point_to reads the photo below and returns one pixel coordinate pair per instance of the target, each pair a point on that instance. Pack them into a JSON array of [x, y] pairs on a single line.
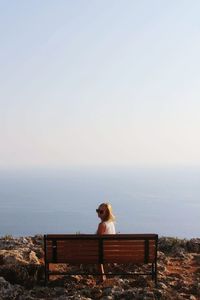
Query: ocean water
[[164, 201]]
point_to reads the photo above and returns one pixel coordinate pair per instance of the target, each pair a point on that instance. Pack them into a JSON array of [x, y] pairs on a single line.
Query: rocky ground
[[22, 274]]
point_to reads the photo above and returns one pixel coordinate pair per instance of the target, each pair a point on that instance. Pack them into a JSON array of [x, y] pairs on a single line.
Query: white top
[[110, 227]]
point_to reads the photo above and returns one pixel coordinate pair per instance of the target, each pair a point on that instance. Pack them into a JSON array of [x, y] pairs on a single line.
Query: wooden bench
[[94, 249]]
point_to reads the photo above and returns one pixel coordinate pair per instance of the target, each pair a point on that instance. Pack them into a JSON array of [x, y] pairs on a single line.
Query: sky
[[99, 83]]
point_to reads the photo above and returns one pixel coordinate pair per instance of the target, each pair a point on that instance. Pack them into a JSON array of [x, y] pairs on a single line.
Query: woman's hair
[[109, 215]]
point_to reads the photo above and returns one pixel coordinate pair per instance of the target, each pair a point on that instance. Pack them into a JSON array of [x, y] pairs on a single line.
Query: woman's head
[[105, 212]]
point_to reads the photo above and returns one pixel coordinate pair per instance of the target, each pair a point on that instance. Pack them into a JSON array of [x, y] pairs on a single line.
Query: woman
[[106, 226]]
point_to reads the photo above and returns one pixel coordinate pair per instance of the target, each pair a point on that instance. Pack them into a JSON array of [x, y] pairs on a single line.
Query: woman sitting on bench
[[106, 226]]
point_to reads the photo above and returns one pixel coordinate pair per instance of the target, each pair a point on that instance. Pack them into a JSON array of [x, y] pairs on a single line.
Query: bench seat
[[94, 249]]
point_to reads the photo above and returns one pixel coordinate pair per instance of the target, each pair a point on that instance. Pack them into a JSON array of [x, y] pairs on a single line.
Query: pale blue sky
[[89, 83]]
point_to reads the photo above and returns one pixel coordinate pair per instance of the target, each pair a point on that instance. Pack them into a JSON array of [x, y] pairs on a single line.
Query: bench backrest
[[119, 248]]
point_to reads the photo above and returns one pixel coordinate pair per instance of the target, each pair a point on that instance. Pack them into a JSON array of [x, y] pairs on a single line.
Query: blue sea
[[145, 200]]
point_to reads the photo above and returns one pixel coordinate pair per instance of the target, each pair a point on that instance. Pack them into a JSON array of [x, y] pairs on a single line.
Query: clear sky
[[89, 83]]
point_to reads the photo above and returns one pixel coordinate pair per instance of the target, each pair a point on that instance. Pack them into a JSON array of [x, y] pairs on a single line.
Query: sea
[[165, 201]]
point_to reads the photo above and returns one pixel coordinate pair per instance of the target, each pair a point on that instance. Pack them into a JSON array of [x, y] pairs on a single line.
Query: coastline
[[22, 274]]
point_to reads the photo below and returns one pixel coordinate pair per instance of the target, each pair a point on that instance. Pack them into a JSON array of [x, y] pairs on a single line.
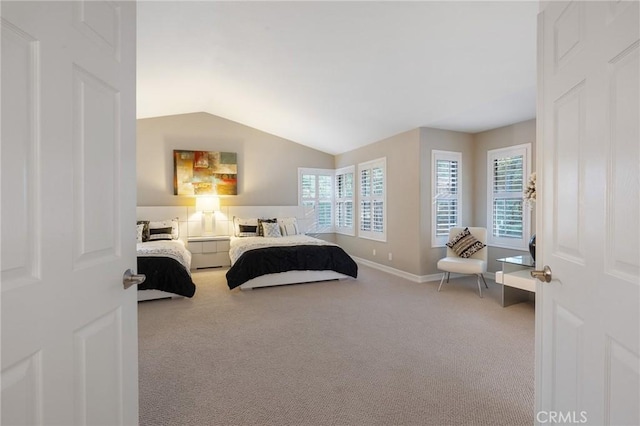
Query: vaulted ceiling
[[339, 75]]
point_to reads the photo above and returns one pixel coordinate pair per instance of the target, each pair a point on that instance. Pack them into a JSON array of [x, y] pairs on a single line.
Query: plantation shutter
[[373, 199], [507, 219], [508, 187], [316, 193], [446, 194], [344, 200]]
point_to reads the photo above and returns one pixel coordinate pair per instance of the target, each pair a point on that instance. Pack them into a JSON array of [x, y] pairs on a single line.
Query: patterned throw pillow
[[247, 230], [288, 226], [245, 227], [271, 229], [261, 229], [465, 245], [144, 234]]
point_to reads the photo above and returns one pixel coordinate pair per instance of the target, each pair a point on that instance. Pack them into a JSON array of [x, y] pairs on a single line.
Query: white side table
[[209, 252], [516, 280]]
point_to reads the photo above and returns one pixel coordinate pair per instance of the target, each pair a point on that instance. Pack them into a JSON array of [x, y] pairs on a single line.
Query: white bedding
[[240, 245], [174, 249]]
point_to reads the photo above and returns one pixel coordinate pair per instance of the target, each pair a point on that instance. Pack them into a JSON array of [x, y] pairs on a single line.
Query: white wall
[[267, 164]]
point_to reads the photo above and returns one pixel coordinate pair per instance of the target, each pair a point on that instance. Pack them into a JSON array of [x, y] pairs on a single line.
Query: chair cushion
[[462, 266], [464, 244]]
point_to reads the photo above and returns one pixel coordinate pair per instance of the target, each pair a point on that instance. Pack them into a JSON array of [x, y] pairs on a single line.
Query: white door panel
[[588, 317], [69, 329]]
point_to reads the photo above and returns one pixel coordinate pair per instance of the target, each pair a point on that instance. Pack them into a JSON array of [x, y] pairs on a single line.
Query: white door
[[587, 331], [69, 329]]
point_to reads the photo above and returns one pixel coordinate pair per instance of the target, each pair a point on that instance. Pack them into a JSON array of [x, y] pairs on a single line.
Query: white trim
[[440, 241], [511, 243]]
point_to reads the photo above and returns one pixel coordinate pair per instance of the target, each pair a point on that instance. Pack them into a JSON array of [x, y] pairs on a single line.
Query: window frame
[[338, 199], [315, 227], [508, 242], [440, 155], [370, 234]]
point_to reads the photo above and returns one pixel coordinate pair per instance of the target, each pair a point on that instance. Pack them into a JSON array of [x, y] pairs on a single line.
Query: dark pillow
[[247, 230], [465, 245], [158, 234], [145, 230], [260, 222]]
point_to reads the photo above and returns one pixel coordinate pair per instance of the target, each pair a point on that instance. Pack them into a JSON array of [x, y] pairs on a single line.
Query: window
[[316, 193], [372, 178], [344, 212], [507, 219], [446, 194]]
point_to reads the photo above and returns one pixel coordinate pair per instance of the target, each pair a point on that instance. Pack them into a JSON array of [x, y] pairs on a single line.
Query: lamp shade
[[207, 204]]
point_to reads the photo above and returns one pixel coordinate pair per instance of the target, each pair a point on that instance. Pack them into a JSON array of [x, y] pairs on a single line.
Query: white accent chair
[[476, 264]]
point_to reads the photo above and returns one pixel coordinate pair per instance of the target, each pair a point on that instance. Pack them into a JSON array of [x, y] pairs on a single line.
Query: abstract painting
[[205, 173]]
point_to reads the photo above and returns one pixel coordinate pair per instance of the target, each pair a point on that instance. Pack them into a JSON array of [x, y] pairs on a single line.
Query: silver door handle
[[129, 279], [544, 275]]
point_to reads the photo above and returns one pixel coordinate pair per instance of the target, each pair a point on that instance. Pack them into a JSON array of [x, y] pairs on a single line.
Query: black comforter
[[271, 260], [166, 274]]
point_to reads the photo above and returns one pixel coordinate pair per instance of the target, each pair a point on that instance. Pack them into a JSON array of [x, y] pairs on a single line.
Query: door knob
[[129, 279], [544, 275]]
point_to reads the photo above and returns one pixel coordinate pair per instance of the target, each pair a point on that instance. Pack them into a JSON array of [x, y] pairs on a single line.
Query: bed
[[164, 260], [285, 258]]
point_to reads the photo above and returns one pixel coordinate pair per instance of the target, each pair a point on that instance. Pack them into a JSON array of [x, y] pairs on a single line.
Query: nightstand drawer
[[210, 260], [209, 252]]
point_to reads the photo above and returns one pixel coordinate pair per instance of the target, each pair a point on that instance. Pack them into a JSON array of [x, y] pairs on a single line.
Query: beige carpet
[[379, 350]]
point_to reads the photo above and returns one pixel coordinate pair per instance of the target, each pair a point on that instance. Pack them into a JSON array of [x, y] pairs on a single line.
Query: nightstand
[[209, 252]]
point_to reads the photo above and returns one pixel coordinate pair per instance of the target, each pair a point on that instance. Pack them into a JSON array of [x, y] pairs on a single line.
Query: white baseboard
[[409, 276]]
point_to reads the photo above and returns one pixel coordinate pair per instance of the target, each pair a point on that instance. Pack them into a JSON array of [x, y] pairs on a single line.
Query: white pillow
[[288, 226], [140, 230], [245, 227], [271, 229]]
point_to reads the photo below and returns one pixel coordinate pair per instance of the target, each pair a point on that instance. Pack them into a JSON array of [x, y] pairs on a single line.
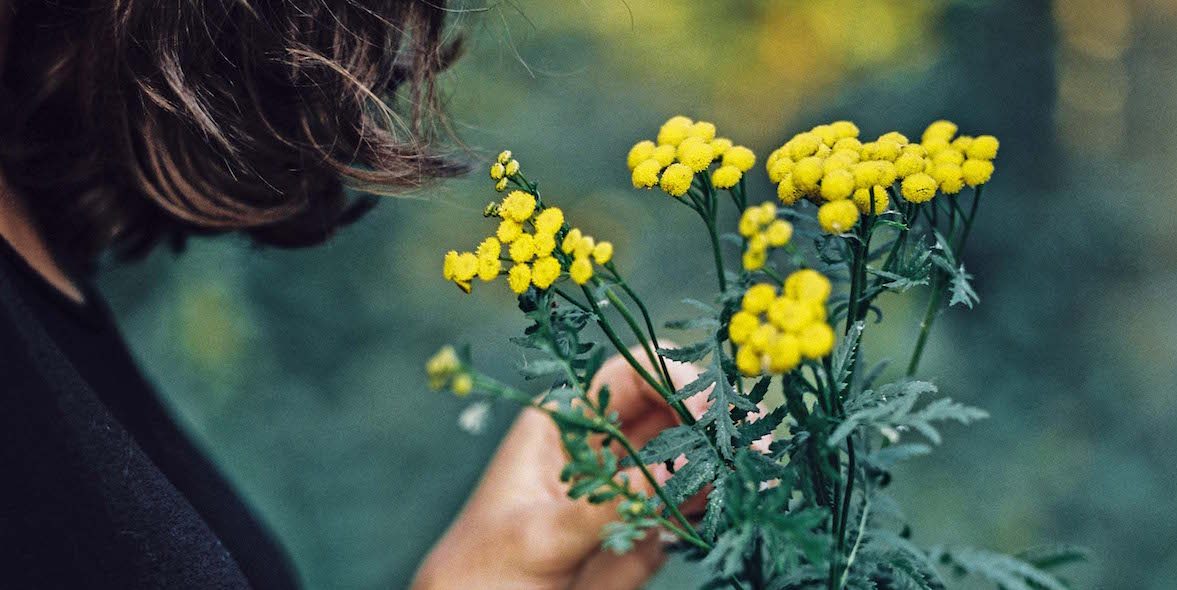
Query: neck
[[19, 229]]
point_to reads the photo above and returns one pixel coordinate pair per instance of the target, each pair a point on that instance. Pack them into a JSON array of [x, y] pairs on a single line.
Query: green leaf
[[699, 470], [672, 443], [1005, 570], [691, 353]]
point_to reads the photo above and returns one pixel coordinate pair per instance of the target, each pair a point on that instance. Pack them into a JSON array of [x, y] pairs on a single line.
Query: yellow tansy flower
[[645, 174], [580, 271], [640, 152], [837, 217], [519, 278], [726, 177], [918, 187], [977, 172], [550, 220], [544, 271], [603, 252], [518, 206], [739, 157], [676, 180]]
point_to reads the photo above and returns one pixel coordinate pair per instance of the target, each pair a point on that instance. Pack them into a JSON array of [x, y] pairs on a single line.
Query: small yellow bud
[[640, 152], [645, 174], [603, 252], [519, 278], [545, 271], [837, 217], [984, 147], [816, 340], [742, 326], [726, 177], [676, 180], [977, 172], [758, 297], [580, 271], [550, 220], [739, 157], [837, 185], [509, 231], [808, 285], [675, 131], [778, 233], [918, 187]]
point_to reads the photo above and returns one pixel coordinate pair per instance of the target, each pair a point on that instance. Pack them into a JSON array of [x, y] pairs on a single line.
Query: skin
[[518, 530]]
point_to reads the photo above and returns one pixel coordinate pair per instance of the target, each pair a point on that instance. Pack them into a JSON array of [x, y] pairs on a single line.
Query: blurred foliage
[[300, 371]]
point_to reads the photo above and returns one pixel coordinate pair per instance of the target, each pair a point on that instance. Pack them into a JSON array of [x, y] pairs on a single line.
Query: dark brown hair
[[126, 123]]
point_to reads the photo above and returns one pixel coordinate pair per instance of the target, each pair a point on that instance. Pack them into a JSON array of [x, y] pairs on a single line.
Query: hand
[[519, 530]]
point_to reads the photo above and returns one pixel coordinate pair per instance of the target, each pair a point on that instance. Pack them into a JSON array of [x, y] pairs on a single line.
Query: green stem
[[622, 349], [687, 531]]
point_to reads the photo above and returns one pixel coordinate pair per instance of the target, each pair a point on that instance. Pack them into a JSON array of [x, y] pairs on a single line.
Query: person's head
[[128, 123]]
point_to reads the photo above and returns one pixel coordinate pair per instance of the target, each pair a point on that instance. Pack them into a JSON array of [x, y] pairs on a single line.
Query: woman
[[128, 124]]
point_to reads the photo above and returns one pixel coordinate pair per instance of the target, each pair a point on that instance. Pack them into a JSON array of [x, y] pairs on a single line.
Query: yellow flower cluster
[[848, 178], [760, 227], [445, 370], [504, 168], [773, 331], [536, 242], [683, 148]]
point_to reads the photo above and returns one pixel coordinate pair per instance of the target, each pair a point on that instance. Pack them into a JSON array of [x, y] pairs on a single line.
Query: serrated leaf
[[690, 353], [671, 443], [1005, 570], [699, 470]]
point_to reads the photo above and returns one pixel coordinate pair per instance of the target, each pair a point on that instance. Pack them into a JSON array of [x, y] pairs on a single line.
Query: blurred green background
[[300, 371]]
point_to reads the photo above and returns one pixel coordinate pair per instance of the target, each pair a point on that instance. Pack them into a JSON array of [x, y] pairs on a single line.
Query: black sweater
[[99, 488]]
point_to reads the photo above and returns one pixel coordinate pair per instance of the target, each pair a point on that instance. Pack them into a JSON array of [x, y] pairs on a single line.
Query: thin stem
[[684, 415], [671, 506]]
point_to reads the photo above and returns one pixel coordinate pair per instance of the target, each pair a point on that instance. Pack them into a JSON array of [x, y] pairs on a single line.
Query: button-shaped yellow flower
[[816, 340], [784, 353], [837, 185], [984, 147], [550, 220], [726, 177], [696, 153], [786, 191], [545, 271], [523, 249], [603, 252], [739, 157], [778, 233], [640, 152], [570, 240], [675, 130], [837, 217], [863, 200], [918, 187], [742, 326], [509, 231], [676, 180], [806, 173], [758, 297], [519, 278], [645, 174], [977, 172], [808, 285], [518, 206], [580, 271]]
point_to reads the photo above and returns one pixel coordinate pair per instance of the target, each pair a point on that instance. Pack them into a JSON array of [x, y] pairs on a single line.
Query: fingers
[[606, 570]]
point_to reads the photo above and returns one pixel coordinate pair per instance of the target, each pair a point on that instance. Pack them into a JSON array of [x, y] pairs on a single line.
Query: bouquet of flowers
[[795, 490]]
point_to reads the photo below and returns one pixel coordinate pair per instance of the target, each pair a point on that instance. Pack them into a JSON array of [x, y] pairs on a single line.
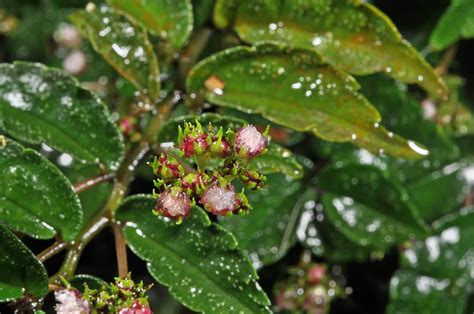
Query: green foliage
[[22, 272], [197, 260], [456, 22], [388, 173]]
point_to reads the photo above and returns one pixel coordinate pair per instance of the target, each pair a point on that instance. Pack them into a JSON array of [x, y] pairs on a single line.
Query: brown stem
[[448, 57], [121, 250], [91, 182], [49, 252]]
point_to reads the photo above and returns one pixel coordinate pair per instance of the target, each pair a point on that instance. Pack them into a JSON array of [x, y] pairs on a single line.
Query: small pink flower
[[220, 200], [173, 203], [249, 142], [70, 302], [136, 308]]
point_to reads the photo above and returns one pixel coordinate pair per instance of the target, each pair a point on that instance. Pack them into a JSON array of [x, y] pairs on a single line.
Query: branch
[[121, 250]]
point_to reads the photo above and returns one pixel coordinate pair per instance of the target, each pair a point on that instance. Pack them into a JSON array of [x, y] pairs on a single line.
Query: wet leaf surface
[[40, 104], [368, 208], [21, 273], [172, 20], [351, 35], [268, 232], [35, 197], [436, 272], [276, 160], [294, 88], [198, 260], [123, 44]]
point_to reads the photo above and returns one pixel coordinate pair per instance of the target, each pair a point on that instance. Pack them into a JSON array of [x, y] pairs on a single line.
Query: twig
[[121, 250], [49, 252], [89, 183]]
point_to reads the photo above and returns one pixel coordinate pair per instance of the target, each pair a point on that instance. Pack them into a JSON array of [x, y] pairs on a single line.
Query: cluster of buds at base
[[123, 297], [209, 185], [309, 289]]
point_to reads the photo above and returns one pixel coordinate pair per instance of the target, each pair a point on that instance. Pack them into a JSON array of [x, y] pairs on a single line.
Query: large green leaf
[[368, 208], [21, 272], [276, 160], [123, 44], [172, 20], [455, 23], [269, 231], [436, 272], [197, 260], [295, 88], [411, 292], [35, 197], [40, 104], [351, 35]]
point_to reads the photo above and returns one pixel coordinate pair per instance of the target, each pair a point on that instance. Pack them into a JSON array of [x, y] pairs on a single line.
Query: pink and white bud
[[250, 142], [136, 308], [220, 200], [173, 203], [71, 301]]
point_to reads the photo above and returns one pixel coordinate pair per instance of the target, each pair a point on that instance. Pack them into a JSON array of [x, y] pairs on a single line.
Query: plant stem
[[123, 178], [91, 182], [49, 252], [121, 250]]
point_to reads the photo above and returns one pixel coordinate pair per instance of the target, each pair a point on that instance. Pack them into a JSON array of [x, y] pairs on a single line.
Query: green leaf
[[197, 260], [411, 292], [351, 35], [268, 232], [316, 233], [368, 208], [276, 160], [294, 88], [21, 272], [93, 282], [172, 20], [40, 104], [94, 198], [35, 197], [448, 253], [436, 272], [440, 192], [455, 23], [123, 44]]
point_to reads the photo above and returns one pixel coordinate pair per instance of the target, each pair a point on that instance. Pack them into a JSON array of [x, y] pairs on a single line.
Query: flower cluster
[[220, 158], [309, 288]]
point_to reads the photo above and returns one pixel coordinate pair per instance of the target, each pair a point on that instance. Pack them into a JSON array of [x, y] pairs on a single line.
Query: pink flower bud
[[136, 308], [173, 203], [249, 142], [167, 168], [220, 200], [71, 301], [316, 273]]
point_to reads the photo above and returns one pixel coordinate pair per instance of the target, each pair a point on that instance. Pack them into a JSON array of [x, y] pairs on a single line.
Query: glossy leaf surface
[[123, 44], [35, 197], [40, 104], [197, 260], [368, 208], [351, 35], [21, 272], [172, 20], [295, 88], [268, 231]]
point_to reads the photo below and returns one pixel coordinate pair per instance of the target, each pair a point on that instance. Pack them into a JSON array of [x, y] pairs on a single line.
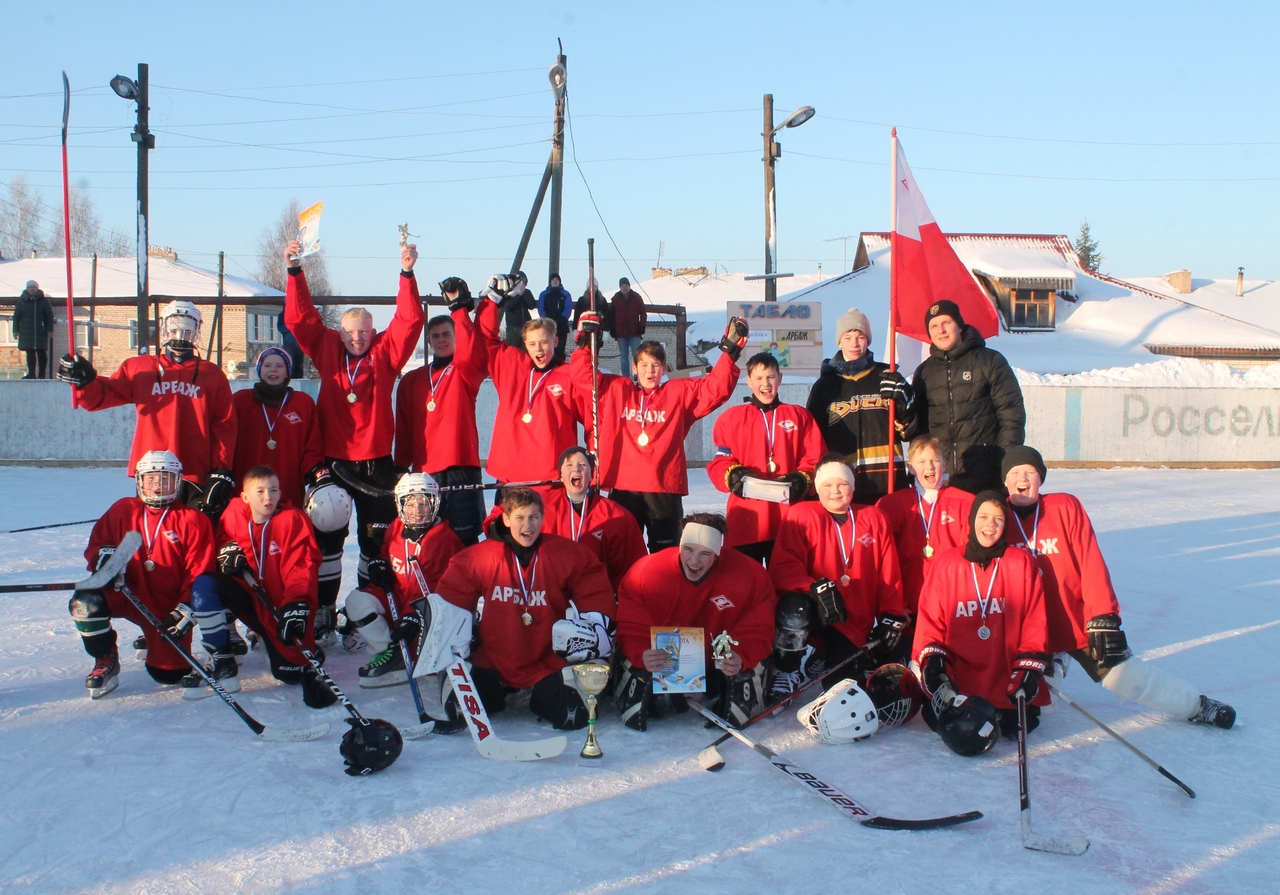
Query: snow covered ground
[[142, 791]]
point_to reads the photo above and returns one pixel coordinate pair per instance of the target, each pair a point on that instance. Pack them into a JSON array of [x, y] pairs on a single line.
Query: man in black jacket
[[967, 396]]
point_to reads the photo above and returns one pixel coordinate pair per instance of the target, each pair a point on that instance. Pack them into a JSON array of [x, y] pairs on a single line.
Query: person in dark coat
[[33, 324], [850, 402], [968, 397], [557, 304]]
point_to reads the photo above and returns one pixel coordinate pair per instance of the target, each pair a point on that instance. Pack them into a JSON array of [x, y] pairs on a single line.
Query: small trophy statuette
[[590, 679]]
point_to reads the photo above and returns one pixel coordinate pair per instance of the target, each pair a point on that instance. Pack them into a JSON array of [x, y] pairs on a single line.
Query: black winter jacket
[[969, 398]]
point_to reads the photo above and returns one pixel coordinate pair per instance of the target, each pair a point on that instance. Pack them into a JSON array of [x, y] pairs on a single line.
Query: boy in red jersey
[[177, 547]]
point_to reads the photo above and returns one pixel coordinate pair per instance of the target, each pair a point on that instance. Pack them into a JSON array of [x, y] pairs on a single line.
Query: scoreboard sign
[[790, 330]]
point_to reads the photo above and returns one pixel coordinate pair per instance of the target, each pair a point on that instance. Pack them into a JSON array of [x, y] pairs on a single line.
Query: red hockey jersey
[[661, 419], [909, 515], [182, 407], [360, 429], [1077, 581], [284, 558], [809, 547], [609, 532], [735, 596], [536, 418], [750, 435], [435, 410], [560, 571], [291, 427], [954, 611]]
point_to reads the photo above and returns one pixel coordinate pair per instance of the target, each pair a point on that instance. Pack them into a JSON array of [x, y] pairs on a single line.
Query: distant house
[[104, 295]]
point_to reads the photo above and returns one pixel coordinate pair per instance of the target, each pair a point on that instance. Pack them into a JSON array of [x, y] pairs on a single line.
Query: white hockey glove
[[581, 635]]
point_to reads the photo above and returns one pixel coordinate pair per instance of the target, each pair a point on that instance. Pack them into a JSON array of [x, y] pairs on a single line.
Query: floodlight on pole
[[772, 150]]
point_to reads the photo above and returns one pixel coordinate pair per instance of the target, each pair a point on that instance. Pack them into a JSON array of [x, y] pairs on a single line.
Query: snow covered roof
[[118, 278]]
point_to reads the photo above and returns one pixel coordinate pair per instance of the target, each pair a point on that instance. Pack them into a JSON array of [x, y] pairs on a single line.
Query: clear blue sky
[[1155, 120]]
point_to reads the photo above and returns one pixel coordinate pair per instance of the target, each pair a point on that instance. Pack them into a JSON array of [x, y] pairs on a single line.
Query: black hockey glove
[[179, 621], [895, 388], [380, 574], [799, 484], [218, 492], [735, 338], [292, 624], [1025, 676], [828, 601], [232, 561], [104, 555], [888, 631], [1107, 643], [76, 370]]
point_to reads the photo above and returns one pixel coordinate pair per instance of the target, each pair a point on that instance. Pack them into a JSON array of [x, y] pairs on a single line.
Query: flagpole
[[892, 309]]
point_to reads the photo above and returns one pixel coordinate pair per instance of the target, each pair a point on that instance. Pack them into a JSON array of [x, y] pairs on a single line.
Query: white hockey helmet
[[844, 713], [179, 325], [158, 478], [328, 507], [417, 514]]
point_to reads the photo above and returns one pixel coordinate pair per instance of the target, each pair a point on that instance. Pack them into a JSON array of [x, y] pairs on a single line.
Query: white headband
[[702, 535], [832, 470]]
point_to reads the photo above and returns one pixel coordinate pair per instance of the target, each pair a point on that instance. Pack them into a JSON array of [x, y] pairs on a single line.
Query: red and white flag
[[924, 268]]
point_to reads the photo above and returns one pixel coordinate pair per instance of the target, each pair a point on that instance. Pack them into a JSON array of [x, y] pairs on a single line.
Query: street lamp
[[136, 91], [772, 150]]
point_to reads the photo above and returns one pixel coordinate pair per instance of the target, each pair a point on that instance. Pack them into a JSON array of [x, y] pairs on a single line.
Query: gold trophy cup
[[590, 679]]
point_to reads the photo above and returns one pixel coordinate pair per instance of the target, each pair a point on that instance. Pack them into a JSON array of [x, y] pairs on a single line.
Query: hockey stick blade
[[293, 734], [841, 802], [488, 743]]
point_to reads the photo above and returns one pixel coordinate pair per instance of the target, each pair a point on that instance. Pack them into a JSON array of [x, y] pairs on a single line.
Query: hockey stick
[[295, 735], [711, 758], [406, 733], [481, 730], [595, 365], [105, 574], [841, 802], [1074, 845], [1132, 748], [51, 525]]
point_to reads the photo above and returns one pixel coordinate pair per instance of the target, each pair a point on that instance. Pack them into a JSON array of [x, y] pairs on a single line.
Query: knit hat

^^^^

• [TASK]:
Quote the entries word for word, starting at their very beginning and ending with the line that contains "[[164, 201]]", and leave the picture out of your answer.

• [RESPONSE TO THE EXERCISE]:
point_to reads the photo below and returns one pixel coordinate pair per instance of the target, each pair a point on that instance. Pack them into a JSON array of [x, y] pairs on a single line.
Query: ocean water
[[164, 201]]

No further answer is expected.